DIRECTIVES.
**A)** In the forum post about fursuiting, which convention is the poster planning to attend in a fursuit?
**B)** Find every line in the records that contains the string "shirt", and copy each one. Case counts.

TEXT.
========
# Any advice for a disabled furry?



## crystallinecanine (Apr 27, 2016)

I'm going to be fursuiting for the first time at a large scale convention, Phoenix ComiCon this year but there's an issue I didn't have to deal with last year. I use forearm crutches to help me walk now and I'm not sure if it's going to be okay to have a fursuit and walking sticks... 
I already have limited vision with the head on but it could be dangerous for people, children, and for myself if I do decide to go out in a semi-bulky costume. I have an option to either:

A. Wear the suit with caution but possibly with consequences
B. Use a different mobility device with the suit on and be less kinetic (which is least desirable)
C. Or just not wear the suit at all... I really don't want to do this...

I know I'm reaching out to a mostly abled audience but if anyone can lay some advice, tips, or suggestions for me I would greatly appreciate it! ComiCon is right around the corner so I need to be prepared! ^-^ Thanks, y'all!
========
DATASET ENTRIES.

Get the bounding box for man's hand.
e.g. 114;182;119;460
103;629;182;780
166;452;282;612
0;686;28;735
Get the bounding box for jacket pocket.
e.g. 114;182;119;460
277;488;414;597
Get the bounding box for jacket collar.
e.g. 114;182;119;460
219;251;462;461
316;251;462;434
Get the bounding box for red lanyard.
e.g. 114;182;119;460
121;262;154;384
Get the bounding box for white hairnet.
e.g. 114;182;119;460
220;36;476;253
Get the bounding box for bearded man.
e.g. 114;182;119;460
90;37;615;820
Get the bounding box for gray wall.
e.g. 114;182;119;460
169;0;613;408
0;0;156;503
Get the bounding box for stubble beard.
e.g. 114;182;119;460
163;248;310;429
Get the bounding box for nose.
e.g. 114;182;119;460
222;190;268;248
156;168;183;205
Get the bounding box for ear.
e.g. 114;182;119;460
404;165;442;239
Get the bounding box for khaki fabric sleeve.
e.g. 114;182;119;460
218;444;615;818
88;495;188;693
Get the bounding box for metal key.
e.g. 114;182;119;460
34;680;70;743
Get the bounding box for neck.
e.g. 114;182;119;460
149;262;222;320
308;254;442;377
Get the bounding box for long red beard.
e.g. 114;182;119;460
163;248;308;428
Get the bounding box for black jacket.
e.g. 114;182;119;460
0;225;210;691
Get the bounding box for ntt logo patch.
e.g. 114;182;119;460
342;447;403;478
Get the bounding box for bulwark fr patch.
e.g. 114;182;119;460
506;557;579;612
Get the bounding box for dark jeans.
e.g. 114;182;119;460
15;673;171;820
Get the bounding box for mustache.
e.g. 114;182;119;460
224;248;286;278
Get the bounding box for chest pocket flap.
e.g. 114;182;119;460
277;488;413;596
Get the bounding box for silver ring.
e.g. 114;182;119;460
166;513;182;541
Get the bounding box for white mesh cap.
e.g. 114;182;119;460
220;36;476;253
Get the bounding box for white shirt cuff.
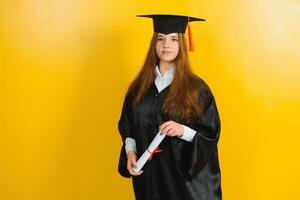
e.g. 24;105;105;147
125;137;136;155
179;125;197;142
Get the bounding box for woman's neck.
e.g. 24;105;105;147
159;61;175;75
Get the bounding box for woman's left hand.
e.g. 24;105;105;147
159;120;184;137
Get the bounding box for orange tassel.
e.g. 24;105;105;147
188;17;195;51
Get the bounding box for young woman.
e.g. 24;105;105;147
118;15;222;200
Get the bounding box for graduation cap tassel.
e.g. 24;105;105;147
188;17;195;51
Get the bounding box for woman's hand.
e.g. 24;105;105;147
127;151;143;176
159;120;184;137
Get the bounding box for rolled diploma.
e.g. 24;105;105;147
133;131;166;173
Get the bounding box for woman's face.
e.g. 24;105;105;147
156;33;179;62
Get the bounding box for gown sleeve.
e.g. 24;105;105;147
171;83;221;178
118;92;135;178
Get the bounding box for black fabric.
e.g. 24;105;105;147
137;14;205;34
118;80;222;200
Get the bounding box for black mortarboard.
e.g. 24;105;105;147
137;14;205;51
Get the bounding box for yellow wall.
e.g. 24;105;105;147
0;0;300;200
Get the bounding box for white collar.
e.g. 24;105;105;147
155;65;175;77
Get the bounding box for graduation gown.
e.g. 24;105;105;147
118;80;222;200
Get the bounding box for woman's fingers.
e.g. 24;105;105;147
127;157;143;176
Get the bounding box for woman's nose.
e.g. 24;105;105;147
164;39;170;47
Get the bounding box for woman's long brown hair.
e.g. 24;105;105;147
127;32;203;122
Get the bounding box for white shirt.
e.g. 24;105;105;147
125;65;196;154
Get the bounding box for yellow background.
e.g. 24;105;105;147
0;0;300;200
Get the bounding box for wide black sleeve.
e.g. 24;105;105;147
118;95;135;178
172;85;221;178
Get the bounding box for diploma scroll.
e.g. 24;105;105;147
133;131;166;173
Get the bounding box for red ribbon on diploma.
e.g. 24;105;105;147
147;147;162;161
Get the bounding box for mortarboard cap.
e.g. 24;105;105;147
137;14;205;51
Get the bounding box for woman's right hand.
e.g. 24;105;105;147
127;151;143;176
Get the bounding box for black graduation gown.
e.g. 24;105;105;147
118;80;222;200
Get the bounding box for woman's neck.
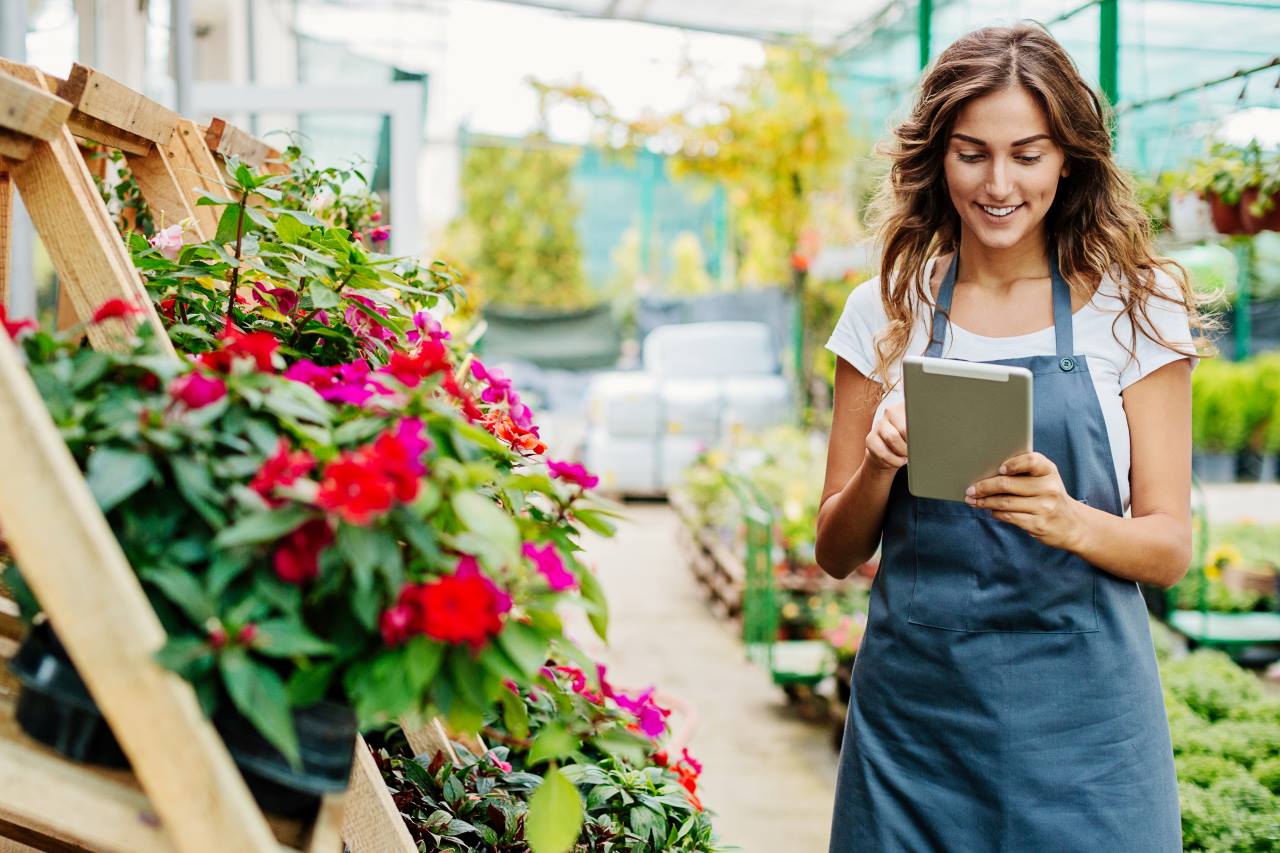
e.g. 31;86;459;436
959;231;1048;291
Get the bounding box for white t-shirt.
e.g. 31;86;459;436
827;259;1198;512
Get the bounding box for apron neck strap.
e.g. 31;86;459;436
924;247;1075;359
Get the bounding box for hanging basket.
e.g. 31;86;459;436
1204;191;1248;237
1240;187;1280;234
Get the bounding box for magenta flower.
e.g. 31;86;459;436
547;460;600;489
169;373;227;409
524;542;577;592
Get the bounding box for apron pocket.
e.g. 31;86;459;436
908;498;1098;634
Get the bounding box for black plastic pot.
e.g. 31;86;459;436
9;622;129;767
214;702;357;817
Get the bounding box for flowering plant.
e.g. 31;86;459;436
375;663;718;853
8;308;619;757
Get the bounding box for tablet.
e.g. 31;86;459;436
902;356;1033;501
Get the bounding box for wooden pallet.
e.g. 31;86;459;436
0;60;413;853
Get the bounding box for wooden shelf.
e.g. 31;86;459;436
0;640;342;853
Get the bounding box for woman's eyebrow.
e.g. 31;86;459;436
951;133;1050;149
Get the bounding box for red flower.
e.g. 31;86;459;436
397;557;511;648
90;298;143;323
271;519;333;584
383;338;449;388
0;302;36;341
169;373;227;409
381;605;415;646
196;324;280;373
248;435;316;506
316;452;396;524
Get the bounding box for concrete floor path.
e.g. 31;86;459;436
571;503;837;853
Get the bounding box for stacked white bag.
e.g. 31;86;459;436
586;321;791;493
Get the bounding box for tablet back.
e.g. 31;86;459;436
902;356;1033;501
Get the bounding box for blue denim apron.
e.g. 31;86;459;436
831;251;1183;853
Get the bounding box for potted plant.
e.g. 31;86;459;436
1192;359;1249;483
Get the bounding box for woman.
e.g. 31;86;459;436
817;26;1201;853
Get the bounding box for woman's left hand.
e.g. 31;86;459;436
965;453;1084;551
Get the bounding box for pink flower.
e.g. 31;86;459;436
524;542;577;592
380;596;415;646
147;225;182;260
271;519;333;584
90;298;143;324
344;296;399;341
547;460;600;489
169;373;227;409
0;302;36;341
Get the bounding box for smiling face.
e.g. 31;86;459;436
945;87;1069;250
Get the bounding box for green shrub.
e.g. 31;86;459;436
1192;359;1249;453
1174;721;1280;767
1253;758;1280;797
1161;649;1263;721
1174;754;1253;788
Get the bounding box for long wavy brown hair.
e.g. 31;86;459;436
872;23;1212;392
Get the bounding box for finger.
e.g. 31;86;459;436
965;494;1044;515
972;474;1044;497
884;403;906;438
881;423;906;456
1000;452;1056;476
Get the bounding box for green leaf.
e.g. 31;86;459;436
141;566;218;626
526;722;579;767
497;620;548;675
576;566;609;643
253;619;337;657
452;492;520;561
88;446;160;512
214;204;239;245
307;279;340;309
525;768;582;853
499;689;529;740
219;648;302;767
214;506;312;548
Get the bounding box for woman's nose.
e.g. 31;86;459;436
987;158;1014;201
========
SET OF ANSWERS.
**A)** Phoenix ComiCon.

**B)**
Get the bounding box for white shirt cuff.
Get the bounding box for white shirt.
Get the bounding box for white t-shirt.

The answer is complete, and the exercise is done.